++++ Dataset entries ++++

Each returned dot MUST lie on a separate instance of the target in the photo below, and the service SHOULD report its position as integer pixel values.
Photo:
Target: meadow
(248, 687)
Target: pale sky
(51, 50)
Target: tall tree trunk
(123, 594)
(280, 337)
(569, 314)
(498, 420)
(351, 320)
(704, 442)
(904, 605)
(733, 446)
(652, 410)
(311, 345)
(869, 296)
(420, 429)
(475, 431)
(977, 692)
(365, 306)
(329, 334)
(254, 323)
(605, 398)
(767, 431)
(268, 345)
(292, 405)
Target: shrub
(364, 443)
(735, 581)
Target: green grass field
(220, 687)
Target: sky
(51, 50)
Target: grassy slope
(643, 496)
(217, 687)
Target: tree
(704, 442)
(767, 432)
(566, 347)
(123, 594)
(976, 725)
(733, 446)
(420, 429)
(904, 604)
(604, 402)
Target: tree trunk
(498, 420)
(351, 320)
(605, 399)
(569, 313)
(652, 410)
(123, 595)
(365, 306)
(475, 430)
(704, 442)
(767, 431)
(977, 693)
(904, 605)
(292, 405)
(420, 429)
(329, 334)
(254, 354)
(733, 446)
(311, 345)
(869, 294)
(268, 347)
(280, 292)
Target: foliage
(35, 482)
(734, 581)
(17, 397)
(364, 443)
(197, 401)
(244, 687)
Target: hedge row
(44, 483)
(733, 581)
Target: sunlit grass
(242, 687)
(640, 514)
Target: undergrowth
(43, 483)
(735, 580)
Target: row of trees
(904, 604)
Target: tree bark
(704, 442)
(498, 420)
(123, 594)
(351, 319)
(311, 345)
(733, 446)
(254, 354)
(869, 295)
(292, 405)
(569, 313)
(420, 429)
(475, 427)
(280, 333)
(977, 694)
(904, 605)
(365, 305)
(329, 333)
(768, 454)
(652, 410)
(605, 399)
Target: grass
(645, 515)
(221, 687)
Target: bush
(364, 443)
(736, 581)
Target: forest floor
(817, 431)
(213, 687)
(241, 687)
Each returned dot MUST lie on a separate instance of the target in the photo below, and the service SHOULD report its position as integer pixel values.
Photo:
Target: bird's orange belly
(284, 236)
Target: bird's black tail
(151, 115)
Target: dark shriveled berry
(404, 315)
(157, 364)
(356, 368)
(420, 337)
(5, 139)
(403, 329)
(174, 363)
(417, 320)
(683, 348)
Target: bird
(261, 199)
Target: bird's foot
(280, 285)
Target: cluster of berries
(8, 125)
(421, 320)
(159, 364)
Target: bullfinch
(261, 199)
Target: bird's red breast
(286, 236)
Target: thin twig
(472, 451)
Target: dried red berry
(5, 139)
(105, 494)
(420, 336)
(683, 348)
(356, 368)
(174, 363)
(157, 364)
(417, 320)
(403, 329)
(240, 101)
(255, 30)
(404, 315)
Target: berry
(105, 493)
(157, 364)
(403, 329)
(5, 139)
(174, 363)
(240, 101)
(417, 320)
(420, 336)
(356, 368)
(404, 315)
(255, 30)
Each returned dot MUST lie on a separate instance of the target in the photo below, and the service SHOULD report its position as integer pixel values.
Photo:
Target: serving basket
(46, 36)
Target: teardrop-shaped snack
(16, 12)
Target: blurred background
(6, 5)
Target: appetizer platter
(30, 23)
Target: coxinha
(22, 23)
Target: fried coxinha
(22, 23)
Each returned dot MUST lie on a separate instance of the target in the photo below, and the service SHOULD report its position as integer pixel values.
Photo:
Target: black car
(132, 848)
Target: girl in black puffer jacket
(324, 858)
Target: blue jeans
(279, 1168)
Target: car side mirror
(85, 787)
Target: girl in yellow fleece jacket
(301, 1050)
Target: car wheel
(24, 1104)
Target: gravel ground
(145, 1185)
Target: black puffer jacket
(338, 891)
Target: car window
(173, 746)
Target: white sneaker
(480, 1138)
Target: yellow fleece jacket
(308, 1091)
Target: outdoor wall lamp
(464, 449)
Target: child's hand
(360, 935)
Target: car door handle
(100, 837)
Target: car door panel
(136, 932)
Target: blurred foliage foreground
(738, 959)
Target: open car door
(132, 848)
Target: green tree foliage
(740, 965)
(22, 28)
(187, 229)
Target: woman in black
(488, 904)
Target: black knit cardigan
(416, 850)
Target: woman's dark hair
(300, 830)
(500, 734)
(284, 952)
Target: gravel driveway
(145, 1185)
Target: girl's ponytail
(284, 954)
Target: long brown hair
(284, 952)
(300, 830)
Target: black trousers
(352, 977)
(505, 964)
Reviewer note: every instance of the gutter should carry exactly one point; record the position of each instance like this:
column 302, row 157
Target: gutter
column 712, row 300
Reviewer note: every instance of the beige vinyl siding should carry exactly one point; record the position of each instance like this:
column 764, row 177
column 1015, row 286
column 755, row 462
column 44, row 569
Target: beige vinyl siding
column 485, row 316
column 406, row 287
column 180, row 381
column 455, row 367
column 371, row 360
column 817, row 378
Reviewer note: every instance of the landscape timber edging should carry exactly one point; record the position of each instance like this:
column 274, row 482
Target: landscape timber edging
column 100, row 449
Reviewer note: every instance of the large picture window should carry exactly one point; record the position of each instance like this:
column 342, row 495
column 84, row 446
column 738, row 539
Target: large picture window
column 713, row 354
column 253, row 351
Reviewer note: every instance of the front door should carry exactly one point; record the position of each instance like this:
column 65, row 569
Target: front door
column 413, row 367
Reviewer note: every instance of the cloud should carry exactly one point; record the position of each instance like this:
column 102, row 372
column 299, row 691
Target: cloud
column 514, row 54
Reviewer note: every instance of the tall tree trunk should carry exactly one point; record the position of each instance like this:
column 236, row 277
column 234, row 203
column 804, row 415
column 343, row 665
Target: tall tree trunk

++++

● Stated task: Please copy all of the records above word for word.

● Reply to the exercise:
Each returned dot MUST lie on a separate instance of the target in the photo below, and the service SHOULD report its position as integer pixel values.
Photo:
Target: meadow
(248, 687)
Target: pale sky
(51, 50)
Target: tall tree trunk
(123, 594)
(280, 337)
(569, 314)
(498, 420)
(351, 320)
(704, 442)
(904, 605)
(733, 446)
(652, 410)
(311, 345)
(869, 296)
(420, 429)
(475, 431)
(977, 692)
(365, 306)
(329, 334)
(254, 323)
(605, 398)
(767, 431)
(268, 345)
(292, 405)
Target: shrub
(364, 443)
(735, 581)
Target: green grass field
(220, 687)
Target: sky
(51, 50)
Target: grassy slope
(643, 496)
(217, 687)
Target: tree
(704, 442)
(767, 432)
(566, 347)
(123, 594)
(976, 725)
(733, 446)
(420, 429)
(904, 604)
(604, 402)
Target: tree trunk
(498, 420)
(351, 320)
(605, 399)
(569, 313)
(652, 410)
(123, 595)
(365, 306)
(475, 430)
(704, 442)
(767, 431)
(977, 693)
(904, 605)
(292, 405)
(420, 429)
(329, 334)
(254, 354)
(733, 446)
(311, 345)
(869, 294)
(268, 347)
(280, 292)
Target: foliage
(35, 482)
(734, 581)
(17, 397)
(364, 443)
(197, 401)
(244, 687)
Target: hedge row
(44, 483)
(733, 581)
Target: sunlit grass
(242, 687)
(640, 514)
Target: undergrowth
(43, 483)
(735, 580)
Target: row of trees
(904, 604)
Target: tree bark
(704, 442)
(498, 420)
(123, 594)
(351, 319)
(311, 345)
(733, 446)
(254, 354)
(869, 295)
(292, 405)
(569, 313)
(420, 429)
(475, 427)
(280, 333)
(977, 694)
(904, 605)
(365, 305)
(329, 333)
(768, 454)
(652, 410)
(605, 399)
Target: grass
(645, 515)
(221, 687)
Target: bush
(364, 443)
(736, 581)
Target: forest floor
(817, 431)
(213, 687)
(241, 687)
Each returned dot MUST lie on a separate instance of the target in the photo below, and the service SHOULD report its position as integer pixel values.
Photo:
Target: bird's orange belly
(284, 236)
Target: bird's black tail
(151, 115)
Target: dark shriveled berry
(404, 315)
(157, 364)
(356, 368)
(420, 337)
(5, 139)
(403, 329)
(174, 363)
(417, 320)
(683, 348)
Target: bird
(261, 199)
Target: bird's foot
(280, 285)
Target: cluster of berries
(8, 125)
(421, 320)
(159, 364)
Target: bullfinch
(261, 199)
Target: bird's red breast
(286, 236)
Target: thin twig
(472, 451)
Target: dried red berry
(5, 139)
(105, 494)
(420, 336)
(683, 348)
(356, 368)
(174, 363)
(157, 364)
(417, 320)
(403, 329)
(240, 101)
(255, 30)
(404, 315)
Target: berry
(105, 493)
(157, 364)
(403, 329)
(5, 139)
(174, 363)
(240, 101)
(417, 320)
(420, 336)
(356, 368)
(404, 315)
(255, 30)
Each returned dot MUST lie on a separate instance of the target in the photo below, and the service SHOULD report its position as integer pixel values.
Photo:
Target: serving basket
(46, 36)
Target: teardrop-shaped snack
(16, 12)
Target: blurred background
(6, 5)
Target: appetizer platter
(30, 23)
Target: coxinha
(22, 23)
Target: fried coxinha
(22, 23)
Each returned dot MUST lie on a separate instance of the target in the photo below, and the service SHOULD report its position as integer pixel values.
Photo:
Target: black car
(132, 848)
Target: girl in black puffer jacket
(324, 858)
Target: blue jeans
(279, 1168)
Target: car side mirror
(85, 787)
Target: girl in yellow fleece jacket
(301, 1050)
Target: car wheel
(24, 1104)
Target: gravel ground
(145, 1185)
Target: black puffer jacket
(338, 891)
Target: car window
(173, 746)
Target: white sneaker
(480, 1138)
Target: yellow fleece jacket
(308, 1091)
Target: outdoor wall lamp
(464, 449)
Target: child's hand
(360, 935)
Target: car door handle
(100, 837)
Target: car door panel
(136, 932)
Target: blurred foliage foreground
(738, 959)
Target: open car door
(132, 848)
Target: green tree foliage
(740, 965)
(22, 28)
(187, 229)
Target: woman in black
(488, 904)
Target: black knit cardigan
(416, 850)
Target: woman's dark hair
(300, 830)
(500, 734)
(284, 952)
Target: gravel driveway
(145, 1185)
Target: girl's ponytail
(284, 954)
Target: long brown hair
(284, 952)
(300, 830)
Target: black trousers
(352, 977)
(505, 964)
Reviewer note: every instance of the gutter should carry exactly one point; record the position of each instance like this:
column 302, row 157
Target: gutter
column 712, row 300
Reviewer note: every instance of the beige vinyl siding should carry exactly one point; record the position of each instance like this:
column 764, row 177
column 1015, row 286
column 755, row 462
column 44, row 569
Target: beige vinyl siding
column 485, row 316
column 406, row 287
column 180, row 381
column 455, row 367
column 371, row 360
column 817, row 378
Reviewer note: every instance of the landscape timber edging should carry exactly one point; record the position of each instance like this:
column 274, row 482
Target: landscape timber edging
column 100, row 449
Reviewer note: every instance of the large picture window should carry exactly one point; record the position of each instance like this:
column 342, row 495
column 84, row 446
column 738, row 539
Target: large picture window
column 713, row 354
column 253, row 351
Reviewer note: every instance of the front door should carry exactly one point; record the position of each instance like this:
column 65, row 569
Target: front door
column 413, row 367
Reviewer note: every instance of the cloud should carry exactly one point; record the position of each instance like this:
column 102, row 372
column 299, row 691
Target: cloud
column 514, row 54
Reviewer note: every instance of the tall tree trunk should carry exactly one point; record the position of each instance like this:
column 236, row 277
column 234, row 203
column 804, row 415
column 343, row 665
Target: tall tree trunk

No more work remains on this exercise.